Repeat the lines of the material below exactly, beginning at the one with "column 457, row 741" and stopping after the last.

= = = = = = =

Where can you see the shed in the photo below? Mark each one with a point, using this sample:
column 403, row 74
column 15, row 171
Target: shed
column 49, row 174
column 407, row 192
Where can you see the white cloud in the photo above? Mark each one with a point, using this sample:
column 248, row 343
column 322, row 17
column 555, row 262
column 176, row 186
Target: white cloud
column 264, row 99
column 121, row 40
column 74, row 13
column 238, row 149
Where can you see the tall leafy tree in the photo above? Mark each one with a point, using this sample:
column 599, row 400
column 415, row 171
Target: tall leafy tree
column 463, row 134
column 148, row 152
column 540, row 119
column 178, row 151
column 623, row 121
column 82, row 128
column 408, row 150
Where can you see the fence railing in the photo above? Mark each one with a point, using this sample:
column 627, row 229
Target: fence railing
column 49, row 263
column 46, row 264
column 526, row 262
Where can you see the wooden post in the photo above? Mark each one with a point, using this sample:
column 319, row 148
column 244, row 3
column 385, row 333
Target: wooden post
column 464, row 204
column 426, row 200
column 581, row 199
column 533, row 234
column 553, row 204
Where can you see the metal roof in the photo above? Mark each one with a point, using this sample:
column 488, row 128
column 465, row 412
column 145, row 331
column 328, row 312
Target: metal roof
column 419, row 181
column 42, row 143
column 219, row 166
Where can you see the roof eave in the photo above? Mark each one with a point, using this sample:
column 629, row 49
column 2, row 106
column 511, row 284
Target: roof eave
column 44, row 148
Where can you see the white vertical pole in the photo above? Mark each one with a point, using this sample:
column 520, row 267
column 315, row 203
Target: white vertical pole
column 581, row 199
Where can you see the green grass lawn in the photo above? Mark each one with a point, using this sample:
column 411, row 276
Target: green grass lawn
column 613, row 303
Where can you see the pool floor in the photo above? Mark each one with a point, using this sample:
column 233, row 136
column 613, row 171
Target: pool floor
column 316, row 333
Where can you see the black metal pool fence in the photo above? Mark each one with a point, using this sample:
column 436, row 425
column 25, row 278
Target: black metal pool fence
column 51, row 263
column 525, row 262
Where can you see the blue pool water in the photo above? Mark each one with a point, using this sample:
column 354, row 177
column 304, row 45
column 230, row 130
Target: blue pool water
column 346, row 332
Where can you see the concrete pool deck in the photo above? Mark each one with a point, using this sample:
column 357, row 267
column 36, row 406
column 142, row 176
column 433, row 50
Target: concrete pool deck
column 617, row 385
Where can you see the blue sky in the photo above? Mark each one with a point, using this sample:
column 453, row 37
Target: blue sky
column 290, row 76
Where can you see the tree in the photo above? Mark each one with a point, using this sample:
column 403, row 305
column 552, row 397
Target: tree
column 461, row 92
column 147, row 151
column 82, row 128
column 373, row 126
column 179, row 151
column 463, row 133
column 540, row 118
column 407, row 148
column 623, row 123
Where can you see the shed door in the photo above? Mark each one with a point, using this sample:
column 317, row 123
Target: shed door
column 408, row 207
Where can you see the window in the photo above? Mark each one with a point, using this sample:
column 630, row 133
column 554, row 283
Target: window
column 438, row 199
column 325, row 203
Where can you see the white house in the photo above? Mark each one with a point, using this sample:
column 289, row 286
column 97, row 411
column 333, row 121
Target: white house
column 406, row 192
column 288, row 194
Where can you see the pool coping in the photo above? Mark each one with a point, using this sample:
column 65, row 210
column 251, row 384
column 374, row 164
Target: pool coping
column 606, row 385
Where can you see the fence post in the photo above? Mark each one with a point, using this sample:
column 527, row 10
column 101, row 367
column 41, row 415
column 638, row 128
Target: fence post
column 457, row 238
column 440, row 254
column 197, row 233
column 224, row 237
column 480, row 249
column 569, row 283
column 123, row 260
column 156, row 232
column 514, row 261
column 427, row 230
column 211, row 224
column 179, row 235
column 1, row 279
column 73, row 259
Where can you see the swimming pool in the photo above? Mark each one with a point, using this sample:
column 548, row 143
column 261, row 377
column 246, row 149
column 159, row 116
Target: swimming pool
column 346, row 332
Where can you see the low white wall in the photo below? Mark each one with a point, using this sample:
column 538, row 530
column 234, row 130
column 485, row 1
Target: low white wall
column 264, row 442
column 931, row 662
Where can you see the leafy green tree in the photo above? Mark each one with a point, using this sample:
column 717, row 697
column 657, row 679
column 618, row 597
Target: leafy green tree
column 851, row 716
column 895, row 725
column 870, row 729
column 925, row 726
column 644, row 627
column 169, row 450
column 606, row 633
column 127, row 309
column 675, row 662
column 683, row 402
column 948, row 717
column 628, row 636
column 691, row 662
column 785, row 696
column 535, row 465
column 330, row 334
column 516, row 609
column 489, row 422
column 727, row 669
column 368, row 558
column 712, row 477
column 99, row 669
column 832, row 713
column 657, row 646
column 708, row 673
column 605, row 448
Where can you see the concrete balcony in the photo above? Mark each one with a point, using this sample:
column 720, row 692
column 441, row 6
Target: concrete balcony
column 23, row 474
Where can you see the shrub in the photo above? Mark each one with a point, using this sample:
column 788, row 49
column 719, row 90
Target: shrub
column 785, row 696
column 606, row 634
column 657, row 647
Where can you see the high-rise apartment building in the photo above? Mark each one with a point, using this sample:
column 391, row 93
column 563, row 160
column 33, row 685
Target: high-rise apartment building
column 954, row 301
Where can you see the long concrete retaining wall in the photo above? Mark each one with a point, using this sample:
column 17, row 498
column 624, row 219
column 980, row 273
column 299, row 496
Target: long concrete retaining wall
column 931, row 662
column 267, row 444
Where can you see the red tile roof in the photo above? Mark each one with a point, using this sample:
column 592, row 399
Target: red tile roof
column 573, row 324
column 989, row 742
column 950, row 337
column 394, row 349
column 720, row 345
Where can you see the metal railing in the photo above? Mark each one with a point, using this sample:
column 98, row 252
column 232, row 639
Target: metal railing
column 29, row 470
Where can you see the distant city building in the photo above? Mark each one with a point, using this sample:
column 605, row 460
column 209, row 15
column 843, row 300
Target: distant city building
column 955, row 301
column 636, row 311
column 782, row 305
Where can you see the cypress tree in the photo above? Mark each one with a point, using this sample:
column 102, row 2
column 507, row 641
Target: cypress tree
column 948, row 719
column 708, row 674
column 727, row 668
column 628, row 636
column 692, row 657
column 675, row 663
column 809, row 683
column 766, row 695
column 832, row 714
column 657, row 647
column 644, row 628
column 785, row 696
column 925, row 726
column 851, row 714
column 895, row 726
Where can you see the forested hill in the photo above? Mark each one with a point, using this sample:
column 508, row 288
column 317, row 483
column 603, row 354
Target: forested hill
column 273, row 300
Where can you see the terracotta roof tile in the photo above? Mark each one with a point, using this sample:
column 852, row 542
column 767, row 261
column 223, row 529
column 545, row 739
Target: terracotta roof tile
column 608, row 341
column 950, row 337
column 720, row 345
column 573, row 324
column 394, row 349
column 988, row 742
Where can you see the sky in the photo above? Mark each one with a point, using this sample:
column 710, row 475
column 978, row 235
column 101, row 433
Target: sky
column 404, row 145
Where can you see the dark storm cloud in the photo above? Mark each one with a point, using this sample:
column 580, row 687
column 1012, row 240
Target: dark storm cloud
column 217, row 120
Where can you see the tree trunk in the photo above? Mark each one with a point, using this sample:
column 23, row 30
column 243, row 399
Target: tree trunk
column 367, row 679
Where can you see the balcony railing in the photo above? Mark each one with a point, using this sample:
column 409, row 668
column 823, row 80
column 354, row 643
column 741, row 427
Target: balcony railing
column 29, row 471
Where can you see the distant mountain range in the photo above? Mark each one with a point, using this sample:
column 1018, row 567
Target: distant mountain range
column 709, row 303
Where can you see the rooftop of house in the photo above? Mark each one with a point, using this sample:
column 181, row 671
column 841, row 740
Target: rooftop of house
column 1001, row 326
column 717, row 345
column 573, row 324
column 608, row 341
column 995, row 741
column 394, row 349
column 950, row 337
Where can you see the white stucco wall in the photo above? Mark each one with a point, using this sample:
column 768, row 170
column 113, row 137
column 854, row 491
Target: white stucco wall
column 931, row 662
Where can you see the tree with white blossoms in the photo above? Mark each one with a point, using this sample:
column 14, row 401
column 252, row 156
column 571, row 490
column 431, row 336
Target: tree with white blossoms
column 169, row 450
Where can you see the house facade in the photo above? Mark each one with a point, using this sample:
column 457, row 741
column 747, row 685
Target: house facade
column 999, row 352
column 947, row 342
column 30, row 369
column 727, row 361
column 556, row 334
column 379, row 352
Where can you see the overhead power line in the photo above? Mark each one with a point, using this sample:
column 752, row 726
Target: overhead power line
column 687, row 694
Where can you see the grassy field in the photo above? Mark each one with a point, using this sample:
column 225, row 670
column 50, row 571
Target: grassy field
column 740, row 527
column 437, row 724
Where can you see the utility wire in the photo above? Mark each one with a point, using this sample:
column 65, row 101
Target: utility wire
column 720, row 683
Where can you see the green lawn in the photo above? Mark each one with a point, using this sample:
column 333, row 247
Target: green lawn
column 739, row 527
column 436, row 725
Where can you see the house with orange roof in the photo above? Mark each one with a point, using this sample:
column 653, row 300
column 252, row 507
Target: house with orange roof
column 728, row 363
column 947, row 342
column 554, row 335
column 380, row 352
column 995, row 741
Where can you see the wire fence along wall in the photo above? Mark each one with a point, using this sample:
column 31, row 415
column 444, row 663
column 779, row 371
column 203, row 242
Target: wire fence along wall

= = = = = = =

_RESULT OF THE TASK_
column 457, row 741
column 747, row 685
Target: house facade
column 999, row 352
column 947, row 342
column 30, row 369
column 727, row 361
column 556, row 334
column 379, row 352
Where can you see the overhead power line in the photo above? Mark each one with a point, using this sample:
column 752, row 726
Target: overhead power line
column 687, row 694
Where can you see the grassy field in the photo above? Mark each one with a point, using this sample:
column 225, row 670
column 50, row 571
Target: grassy field
column 740, row 527
column 437, row 724
Where can you see the utility wire in the photo above? Mark each one with a point, using this sample:
column 65, row 101
Target: utility wire
column 720, row 683
Where can you see the green lawn in the photo above? Mark each one with a point, using this sample:
column 333, row 247
Target: green lawn
column 739, row 527
column 436, row 725
Where can you see the house with orange roof in the photo above? Mark each one with a point, using this sample:
column 653, row 300
column 252, row 507
Target: house with orange roof
column 728, row 363
column 947, row 342
column 554, row 335
column 380, row 352
column 995, row 741
Where can you see the wire fence along wall in the photo above? Mark each one with a point, using this sample:
column 31, row 415
column 444, row 663
column 779, row 371
column 203, row 242
Target: wire fence along wall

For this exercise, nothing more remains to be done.